### Il tuo compito
Aggiorna il testo sulle chiusure delle attività: riscrivi il tratto da "Chiusi i mercati" fino a "reparti non indispensabili.", sostituendo "ristoranti" con "locali".

### Testo da esaminare
++++++++

Sono sospese – secondo quanto riferito dal presidente del Consiglio – le attività commerciali al dettaglio, fatta eccezione per le attività di vendita di generi alimentari e di prima necessità.
Chiusi i mercati su strada.
Chiusi i bar, i pub, i ristoranti.
E i servizi di mensa che non garantiscono la distanza interpersonale di un metro. Restano chiusi i reparti aziendali non indispensabili per la produzione: le industrie e fabbriche potranno continuare a svolgere le proprie attività produttive a condizione che assumano misure di sicurezza adeguate ad evitare il contagio. Si incentiva la regolazione di turni di lavoro, ferie anticipate, chiusura dei reparti non indispensabili.
Restano chiusi fino al 3 aprile – come da precedente decreto – musei, cinema, teatri, scuole e università.

Che cosa resta aperto?

++++++++

### Dati estratti

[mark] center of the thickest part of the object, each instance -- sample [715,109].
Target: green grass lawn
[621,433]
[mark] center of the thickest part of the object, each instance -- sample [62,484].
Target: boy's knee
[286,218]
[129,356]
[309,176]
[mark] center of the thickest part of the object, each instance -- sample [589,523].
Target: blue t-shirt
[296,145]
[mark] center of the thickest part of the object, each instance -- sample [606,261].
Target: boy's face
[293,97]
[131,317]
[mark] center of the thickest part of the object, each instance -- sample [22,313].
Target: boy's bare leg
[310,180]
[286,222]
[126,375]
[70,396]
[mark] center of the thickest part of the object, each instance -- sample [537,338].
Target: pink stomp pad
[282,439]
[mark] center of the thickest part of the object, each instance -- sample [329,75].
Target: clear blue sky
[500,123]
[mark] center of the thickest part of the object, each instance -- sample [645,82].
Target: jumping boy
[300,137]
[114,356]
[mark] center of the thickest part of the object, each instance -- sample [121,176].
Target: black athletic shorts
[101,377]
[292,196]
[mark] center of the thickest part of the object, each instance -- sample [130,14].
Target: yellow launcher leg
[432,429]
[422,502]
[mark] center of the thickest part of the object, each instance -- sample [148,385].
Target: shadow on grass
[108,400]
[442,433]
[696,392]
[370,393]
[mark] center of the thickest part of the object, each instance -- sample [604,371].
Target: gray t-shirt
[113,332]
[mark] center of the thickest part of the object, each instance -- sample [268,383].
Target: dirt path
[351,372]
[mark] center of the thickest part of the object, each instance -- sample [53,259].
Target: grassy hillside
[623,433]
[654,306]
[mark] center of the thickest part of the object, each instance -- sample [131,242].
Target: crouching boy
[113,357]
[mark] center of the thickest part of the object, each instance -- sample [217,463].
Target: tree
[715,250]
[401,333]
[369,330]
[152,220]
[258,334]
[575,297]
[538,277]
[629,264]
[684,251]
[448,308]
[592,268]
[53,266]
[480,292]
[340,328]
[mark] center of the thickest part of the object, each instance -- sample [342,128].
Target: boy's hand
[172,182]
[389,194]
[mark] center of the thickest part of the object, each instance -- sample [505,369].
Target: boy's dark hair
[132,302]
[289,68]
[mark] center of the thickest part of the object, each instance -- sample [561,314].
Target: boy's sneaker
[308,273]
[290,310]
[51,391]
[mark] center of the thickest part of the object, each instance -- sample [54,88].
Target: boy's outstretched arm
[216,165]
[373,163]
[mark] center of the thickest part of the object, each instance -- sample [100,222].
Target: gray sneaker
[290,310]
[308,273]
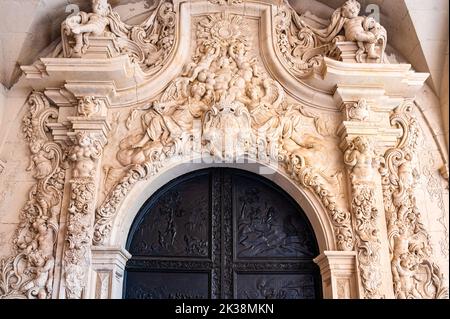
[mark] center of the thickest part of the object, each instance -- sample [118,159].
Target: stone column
[89,132]
[339,274]
[108,268]
[365,133]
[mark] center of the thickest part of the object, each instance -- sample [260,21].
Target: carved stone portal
[221,103]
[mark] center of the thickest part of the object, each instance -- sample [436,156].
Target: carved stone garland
[29,274]
[360,159]
[414,273]
[303,41]
[148,44]
[226,106]
[85,154]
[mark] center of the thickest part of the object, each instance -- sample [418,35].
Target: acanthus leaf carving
[89,106]
[358,111]
[29,274]
[225,105]
[303,42]
[414,272]
[148,44]
[85,154]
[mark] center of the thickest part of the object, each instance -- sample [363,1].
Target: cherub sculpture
[84,24]
[364,30]
[85,154]
[362,158]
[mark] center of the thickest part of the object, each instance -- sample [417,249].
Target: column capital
[339,274]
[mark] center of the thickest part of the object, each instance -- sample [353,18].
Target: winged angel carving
[226,106]
[304,41]
[148,43]
[225,98]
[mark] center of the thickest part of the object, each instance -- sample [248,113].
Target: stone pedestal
[108,267]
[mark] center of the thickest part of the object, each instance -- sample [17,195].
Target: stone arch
[110,257]
[133,202]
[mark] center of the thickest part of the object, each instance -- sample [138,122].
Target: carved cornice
[414,272]
[29,274]
[147,44]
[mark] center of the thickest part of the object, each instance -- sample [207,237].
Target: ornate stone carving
[415,274]
[360,157]
[225,2]
[223,104]
[84,153]
[89,105]
[309,178]
[29,274]
[148,44]
[106,212]
[357,111]
[303,41]
[2,166]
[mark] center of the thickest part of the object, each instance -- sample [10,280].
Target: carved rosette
[77,255]
[360,157]
[357,111]
[414,273]
[90,105]
[29,274]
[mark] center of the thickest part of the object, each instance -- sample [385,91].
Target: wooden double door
[221,233]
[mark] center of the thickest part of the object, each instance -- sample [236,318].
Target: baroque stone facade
[118,106]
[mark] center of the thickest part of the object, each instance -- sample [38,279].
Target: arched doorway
[221,233]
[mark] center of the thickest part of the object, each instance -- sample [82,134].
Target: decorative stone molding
[106,212]
[360,159]
[225,2]
[89,106]
[415,274]
[338,270]
[303,41]
[148,44]
[357,111]
[2,166]
[85,154]
[108,265]
[29,274]
[224,105]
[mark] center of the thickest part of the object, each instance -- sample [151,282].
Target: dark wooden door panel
[168,285]
[221,233]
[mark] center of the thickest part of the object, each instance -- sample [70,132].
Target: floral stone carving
[85,154]
[29,274]
[303,42]
[224,105]
[148,44]
[414,272]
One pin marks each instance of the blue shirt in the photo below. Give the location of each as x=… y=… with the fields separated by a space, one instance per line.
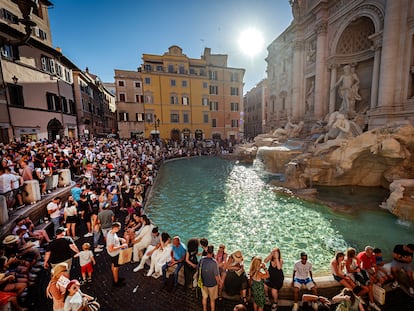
x=179 y=251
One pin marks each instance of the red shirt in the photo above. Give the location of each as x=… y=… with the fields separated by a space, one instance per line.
x=366 y=262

++++++++

### La tua soluzione
Chiusi i mercati su strada.
Chiusi i bar, i pub, i locali.
E i servizi di mensa che non garantiscono la distanza interpersonale di un metro. Restano chiusi i reparti aziendali non indispensabili per la produzione: le industrie e fabbriche potranno continuare a svolgere le proprie attività produttive a condizione che assumano misure di sicurezza adeguate ad evitare il contagio. Si incentiva la regolazione di turni di lavoro, ferie anticipate, chiusura dei reparti non indispensabili.